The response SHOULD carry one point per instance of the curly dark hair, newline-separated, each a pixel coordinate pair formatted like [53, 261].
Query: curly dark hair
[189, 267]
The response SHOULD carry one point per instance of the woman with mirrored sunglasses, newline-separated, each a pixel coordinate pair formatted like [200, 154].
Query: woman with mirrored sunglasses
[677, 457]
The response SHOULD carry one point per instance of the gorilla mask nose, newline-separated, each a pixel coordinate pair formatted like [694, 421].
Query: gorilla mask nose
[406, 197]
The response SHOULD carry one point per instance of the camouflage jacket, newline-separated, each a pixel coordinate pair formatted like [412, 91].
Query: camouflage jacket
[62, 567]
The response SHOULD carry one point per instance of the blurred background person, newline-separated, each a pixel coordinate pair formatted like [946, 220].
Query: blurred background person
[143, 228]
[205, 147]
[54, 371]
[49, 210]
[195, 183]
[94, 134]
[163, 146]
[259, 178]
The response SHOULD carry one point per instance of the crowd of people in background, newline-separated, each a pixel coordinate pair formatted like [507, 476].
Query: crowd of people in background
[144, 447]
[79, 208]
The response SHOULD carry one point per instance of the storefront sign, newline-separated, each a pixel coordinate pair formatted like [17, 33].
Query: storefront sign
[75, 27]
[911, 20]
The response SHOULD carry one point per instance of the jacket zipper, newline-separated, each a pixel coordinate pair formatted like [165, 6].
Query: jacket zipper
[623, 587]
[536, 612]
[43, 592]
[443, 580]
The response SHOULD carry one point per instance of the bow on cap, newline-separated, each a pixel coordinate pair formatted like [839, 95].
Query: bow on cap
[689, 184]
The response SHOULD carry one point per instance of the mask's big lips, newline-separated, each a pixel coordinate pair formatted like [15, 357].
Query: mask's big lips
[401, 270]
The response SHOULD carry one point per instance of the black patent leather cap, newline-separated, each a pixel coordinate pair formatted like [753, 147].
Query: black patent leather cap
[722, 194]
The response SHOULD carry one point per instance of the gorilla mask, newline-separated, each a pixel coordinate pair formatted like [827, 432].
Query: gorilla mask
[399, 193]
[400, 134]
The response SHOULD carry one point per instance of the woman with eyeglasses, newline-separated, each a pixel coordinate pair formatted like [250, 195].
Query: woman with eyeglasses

=======

> _BRIEF_
Once the lines above that include "eyeglasses" are counted, report the number and nothing else.

> _TASK RESULT_
2